REQUIREMENT 1
Reproduce the passage from the article on The Stand below, from "The Stand, based" up to and including "for compelling viewing.".
REQUIREMENT 2
According to the article on The Stand below, how many speaking roles did the 1994 production have?

The first 7 minutes of The Stand (1994) are still pretty much perfect
The following originally appeared on GameRant and the intro wound up being laughably inaccurate, but in my defense, we were meant to be drumming up interest in the new miniseries. Regardless, I stand by the rest of it.
The Stand, based on the 1978 Stephen King novel of the same name, chronicles the survivors of a pandemic dividing into two camps: those who follow Randall Flagg and those who follow Mother Abigail. While much of the book is taken up with the journeys the survivors take to assemble either in Las Vegas, Nevada or Boulder, Colorado (depending on the alignment of their souls), The Stand had more than enough treachery, tragedy, and romance crammed into a relatively straightforward tale of good versus evil to make for compelling viewing.
A remake of The Stand will be coming to CBS All Access in mid-December, and it has the potential to improve on the original in a number of ways. Stephen King has even written a brand-new ending for it. Once the remake airs, the 1994 version of The Stand will be probably be shelved and largely forgotten.
But, man, its first seven minutes are still pretty much perfect.
First, some context. The internet existed in 1994, but was just a baby in terms of its development. With DVR technology still years off, television audiences were at the mercy of network programming and commercial breaks. Households that missed important shows would have to hope for a rerun, because there was no such thing as looking it up on YouTube or streaming it from a service. Sure, cable had been around for years, but network TV programming didn't migrate there the way it does now. All of which is to say, if there was something big on TV, everyone re-arranged their schedules to watch it. Nobody wanted to be the one person who missed it last night.
The Stand was the definition of "something big on TV." The production was a massive undertaking that had 125 speaking roles and included some genuine movie stars, including Rob Lowe (cheekily cast as a deaf mute), Molly Ringwald, and Gary Sinise, about to become a household name thanks to Forrest Gump, which hit theaters a few months after The Stand aired on ABC. That doesn't sound all that impressive to a modern ear, but at the time, movie stars slumming it on TV was a rarity.

(Stored items from a collection)

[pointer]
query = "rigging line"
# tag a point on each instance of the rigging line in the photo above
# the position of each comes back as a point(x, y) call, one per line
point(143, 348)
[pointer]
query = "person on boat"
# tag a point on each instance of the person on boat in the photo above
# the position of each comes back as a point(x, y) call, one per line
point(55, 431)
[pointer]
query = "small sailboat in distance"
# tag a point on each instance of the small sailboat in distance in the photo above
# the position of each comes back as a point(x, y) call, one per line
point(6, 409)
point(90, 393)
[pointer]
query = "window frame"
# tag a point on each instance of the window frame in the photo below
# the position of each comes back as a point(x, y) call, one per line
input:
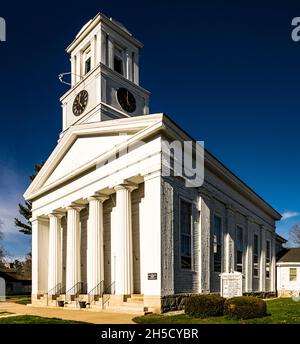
point(191, 269)
point(296, 273)
point(239, 227)
point(217, 215)
point(254, 255)
point(119, 55)
point(86, 55)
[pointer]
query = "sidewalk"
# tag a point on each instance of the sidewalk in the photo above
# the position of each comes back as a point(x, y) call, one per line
point(78, 315)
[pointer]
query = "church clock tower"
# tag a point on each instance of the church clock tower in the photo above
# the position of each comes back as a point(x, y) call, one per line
point(104, 75)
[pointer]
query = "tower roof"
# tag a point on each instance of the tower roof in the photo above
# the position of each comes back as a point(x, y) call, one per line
point(110, 22)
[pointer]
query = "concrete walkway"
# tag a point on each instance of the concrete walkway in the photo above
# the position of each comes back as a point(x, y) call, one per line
point(67, 314)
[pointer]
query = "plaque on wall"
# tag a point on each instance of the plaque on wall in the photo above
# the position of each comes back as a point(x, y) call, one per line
point(152, 276)
point(231, 284)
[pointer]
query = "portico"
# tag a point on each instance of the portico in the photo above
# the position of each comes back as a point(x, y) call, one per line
point(89, 277)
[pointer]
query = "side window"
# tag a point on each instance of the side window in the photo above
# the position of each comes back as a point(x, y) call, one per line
point(87, 60)
point(186, 234)
point(118, 60)
point(255, 256)
point(239, 248)
point(217, 243)
point(293, 274)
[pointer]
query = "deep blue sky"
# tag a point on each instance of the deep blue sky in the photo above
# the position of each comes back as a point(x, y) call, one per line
point(227, 72)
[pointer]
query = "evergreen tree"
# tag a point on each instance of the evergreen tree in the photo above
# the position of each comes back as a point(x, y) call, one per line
point(25, 209)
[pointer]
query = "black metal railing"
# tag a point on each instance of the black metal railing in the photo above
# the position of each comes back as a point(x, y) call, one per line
point(96, 292)
point(75, 291)
point(110, 290)
point(55, 291)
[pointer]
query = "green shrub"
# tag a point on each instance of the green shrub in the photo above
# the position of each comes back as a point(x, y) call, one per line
point(245, 307)
point(201, 306)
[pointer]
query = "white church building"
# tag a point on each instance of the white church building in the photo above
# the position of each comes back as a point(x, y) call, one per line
point(109, 228)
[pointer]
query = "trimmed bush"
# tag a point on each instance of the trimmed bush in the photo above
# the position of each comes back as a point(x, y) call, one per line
point(201, 306)
point(245, 307)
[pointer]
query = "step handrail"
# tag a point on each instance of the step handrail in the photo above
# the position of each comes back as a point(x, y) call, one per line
point(57, 290)
point(75, 290)
point(110, 290)
point(96, 291)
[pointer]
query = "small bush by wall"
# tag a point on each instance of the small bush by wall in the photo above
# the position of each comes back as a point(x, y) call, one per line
point(200, 306)
point(245, 307)
point(261, 294)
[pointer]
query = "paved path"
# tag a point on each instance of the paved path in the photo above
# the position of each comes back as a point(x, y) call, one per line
point(78, 315)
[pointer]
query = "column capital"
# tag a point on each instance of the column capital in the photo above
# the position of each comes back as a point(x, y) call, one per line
point(97, 196)
point(41, 218)
point(75, 206)
point(230, 208)
point(126, 186)
point(56, 214)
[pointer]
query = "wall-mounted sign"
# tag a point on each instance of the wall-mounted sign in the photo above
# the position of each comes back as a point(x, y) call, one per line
point(152, 276)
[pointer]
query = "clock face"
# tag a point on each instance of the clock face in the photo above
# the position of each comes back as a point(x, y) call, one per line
point(126, 100)
point(80, 103)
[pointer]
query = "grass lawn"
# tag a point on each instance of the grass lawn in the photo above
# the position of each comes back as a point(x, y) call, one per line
point(281, 311)
point(30, 319)
point(20, 299)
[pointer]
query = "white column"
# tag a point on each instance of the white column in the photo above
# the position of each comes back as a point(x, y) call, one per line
point(95, 242)
point(136, 68)
point(249, 257)
point(94, 52)
point(78, 67)
point(262, 270)
point(103, 48)
point(206, 254)
point(229, 240)
point(73, 273)
point(273, 263)
point(129, 65)
point(40, 239)
point(124, 264)
point(55, 253)
point(73, 70)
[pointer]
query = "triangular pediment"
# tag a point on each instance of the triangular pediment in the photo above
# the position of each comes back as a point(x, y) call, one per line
point(81, 147)
point(84, 150)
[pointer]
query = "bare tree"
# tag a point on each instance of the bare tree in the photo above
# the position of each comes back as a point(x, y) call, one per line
point(294, 235)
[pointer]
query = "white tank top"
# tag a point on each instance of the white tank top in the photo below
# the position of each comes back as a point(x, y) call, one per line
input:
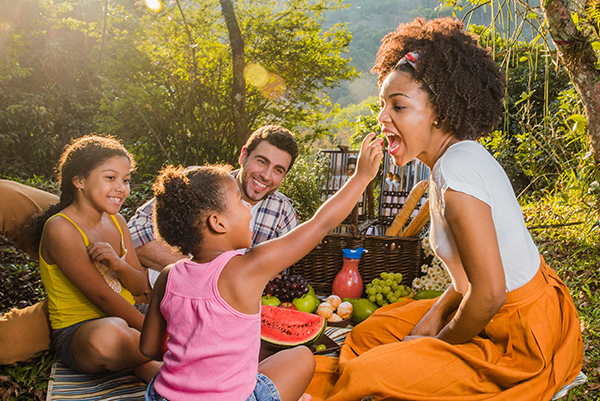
point(468, 167)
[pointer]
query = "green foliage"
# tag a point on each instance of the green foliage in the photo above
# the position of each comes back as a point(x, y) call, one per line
point(159, 82)
point(304, 184)
point(573, 252)
point(30, 378)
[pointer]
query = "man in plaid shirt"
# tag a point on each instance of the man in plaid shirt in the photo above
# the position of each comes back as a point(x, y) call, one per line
point(264, 161)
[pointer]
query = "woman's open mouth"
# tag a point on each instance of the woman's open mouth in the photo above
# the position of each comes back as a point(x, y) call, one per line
point(394, 143)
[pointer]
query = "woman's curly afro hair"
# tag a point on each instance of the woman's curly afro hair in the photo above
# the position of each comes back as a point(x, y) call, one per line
point(461, 77)
point(184, 199)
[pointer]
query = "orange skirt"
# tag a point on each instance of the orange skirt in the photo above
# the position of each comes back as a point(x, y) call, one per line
point(529, 350)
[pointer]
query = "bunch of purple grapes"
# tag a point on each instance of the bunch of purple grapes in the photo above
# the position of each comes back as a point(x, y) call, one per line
point(287, 287)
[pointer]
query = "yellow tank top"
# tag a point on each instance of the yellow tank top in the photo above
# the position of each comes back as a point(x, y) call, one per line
point(66, 304)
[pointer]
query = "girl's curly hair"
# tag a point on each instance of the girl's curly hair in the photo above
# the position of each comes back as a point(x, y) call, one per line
point(460, 77)
point(79, 159)
point(185, 197)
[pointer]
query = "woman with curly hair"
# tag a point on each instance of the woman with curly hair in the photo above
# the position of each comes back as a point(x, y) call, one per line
point(507, 328)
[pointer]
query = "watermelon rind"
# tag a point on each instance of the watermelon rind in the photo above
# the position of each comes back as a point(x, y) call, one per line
point(287, 328)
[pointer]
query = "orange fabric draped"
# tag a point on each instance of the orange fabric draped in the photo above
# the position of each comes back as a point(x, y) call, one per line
point(529, 350)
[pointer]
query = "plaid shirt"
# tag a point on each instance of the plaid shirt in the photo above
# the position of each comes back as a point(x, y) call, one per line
point(275, 217)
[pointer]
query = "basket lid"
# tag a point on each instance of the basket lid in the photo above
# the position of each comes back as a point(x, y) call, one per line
point(353, 253)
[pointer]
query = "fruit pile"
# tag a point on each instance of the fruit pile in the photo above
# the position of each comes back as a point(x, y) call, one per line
point(387, 289)
point(334, 310)
point(286, 288)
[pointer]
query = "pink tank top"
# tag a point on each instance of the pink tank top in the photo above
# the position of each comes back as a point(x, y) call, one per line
point(212, 348)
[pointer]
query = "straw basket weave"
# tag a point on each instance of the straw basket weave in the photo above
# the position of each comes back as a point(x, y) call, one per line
point(384, 254)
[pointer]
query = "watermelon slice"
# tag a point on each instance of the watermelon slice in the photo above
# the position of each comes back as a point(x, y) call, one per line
point(286, 328)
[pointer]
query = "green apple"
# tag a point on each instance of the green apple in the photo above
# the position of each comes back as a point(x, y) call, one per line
point(270, 300)
point(311, 292)
point(306, 303)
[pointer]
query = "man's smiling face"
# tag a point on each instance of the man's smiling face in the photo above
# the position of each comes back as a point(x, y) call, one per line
point(262, 171)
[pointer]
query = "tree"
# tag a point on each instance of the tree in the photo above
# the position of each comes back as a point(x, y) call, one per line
point(577, 44)
point(238, 90)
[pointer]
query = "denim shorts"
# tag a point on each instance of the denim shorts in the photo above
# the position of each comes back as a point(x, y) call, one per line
point(265, 390)
point(62, 339)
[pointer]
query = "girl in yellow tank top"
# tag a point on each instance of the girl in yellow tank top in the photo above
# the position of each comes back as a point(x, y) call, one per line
point(88, 265)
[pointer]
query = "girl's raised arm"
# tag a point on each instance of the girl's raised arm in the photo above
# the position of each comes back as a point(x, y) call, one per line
point(130, 271)
point(153, 341)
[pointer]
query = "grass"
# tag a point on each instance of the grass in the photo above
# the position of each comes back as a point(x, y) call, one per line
point(571, 250)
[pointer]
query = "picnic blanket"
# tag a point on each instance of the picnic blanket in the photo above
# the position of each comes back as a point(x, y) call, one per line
point(68, 385)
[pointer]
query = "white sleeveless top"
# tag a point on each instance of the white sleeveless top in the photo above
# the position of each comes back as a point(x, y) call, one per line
point(469, 168)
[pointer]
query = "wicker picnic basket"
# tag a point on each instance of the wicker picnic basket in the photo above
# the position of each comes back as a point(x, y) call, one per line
point(384, 254)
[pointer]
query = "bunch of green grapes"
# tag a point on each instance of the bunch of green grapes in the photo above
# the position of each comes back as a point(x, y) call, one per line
point(388, 289)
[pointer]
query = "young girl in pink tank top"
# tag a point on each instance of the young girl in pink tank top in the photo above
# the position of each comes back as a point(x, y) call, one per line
point(203, 321)
point(88, 265)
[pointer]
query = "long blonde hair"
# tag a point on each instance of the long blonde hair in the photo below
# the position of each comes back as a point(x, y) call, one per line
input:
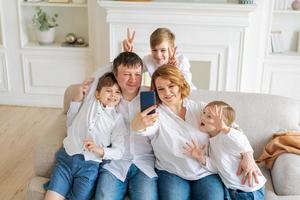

ANSWER 1
The Stand, based on the 1978 Stephen King novel of the same name, chronicles the survivors of a pandemic dividing into two camps: those who follow Randall Flagg and those who follow Mother Abigail. While much of the book is taken up with the journeys the survivors take to assemble either in Las Vegas, Nevada or Boulder, Colorado (depending on the alignment of their souls), The Stand had more than enough treachery, tragedy, and romance crammed into a relatively straightforward tale of good versus evil to make for compelling viewing.

ANSWER 2
The production had 125 speaking roles.